» Do this:
Collect every line in the records below that contains the string "flight". Case counts.

» Records for the exercise:
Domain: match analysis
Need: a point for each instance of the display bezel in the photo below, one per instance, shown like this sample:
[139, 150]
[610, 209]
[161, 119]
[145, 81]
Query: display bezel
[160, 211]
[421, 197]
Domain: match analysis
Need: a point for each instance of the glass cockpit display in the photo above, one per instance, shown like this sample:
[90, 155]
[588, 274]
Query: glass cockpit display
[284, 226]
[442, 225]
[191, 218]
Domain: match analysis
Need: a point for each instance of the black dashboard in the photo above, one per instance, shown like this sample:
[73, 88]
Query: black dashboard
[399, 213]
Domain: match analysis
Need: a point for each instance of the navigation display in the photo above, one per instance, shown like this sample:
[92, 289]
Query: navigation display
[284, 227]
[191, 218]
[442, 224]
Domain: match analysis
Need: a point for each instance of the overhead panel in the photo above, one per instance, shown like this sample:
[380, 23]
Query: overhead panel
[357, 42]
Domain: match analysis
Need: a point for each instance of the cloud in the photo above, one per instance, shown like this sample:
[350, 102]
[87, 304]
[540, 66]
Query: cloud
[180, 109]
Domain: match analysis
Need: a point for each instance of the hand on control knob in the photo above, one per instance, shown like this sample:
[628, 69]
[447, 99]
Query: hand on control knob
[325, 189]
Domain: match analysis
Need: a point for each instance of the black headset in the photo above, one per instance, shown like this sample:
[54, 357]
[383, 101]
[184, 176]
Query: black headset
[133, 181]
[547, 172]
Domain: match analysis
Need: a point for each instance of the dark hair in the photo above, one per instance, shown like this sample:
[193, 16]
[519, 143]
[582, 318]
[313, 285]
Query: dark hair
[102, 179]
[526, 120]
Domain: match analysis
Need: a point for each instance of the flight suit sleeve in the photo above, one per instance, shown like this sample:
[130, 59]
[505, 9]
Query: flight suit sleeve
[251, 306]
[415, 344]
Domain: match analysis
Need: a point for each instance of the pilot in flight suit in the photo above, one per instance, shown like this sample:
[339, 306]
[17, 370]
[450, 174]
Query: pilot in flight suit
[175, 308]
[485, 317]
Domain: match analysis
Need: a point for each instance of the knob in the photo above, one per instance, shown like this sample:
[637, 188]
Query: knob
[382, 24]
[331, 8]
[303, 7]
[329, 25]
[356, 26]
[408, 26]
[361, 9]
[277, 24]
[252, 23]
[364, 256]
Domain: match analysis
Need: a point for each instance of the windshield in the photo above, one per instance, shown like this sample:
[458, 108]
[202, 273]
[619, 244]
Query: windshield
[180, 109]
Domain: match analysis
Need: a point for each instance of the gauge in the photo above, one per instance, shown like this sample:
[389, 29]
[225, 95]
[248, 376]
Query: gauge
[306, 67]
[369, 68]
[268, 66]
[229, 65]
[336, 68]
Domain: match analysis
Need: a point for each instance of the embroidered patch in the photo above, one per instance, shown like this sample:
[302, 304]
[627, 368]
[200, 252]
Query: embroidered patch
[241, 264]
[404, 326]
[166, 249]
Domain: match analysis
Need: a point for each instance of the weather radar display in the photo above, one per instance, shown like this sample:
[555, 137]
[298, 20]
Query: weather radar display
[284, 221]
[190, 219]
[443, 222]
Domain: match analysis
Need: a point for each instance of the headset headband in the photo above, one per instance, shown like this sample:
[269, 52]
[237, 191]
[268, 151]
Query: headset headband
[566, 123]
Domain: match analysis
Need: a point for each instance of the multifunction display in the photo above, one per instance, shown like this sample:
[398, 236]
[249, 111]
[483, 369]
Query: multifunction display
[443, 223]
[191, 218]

» Finished answer:
Need: a point for each instance of the flight suit sleeve in the photo above, one per instance, shown like this sample:
Query: flight suit sleeve
Need: a point for each instance of the pilot in flight suit in the photo above, one per instance, shown like this sample:
Query: pilot in flight suit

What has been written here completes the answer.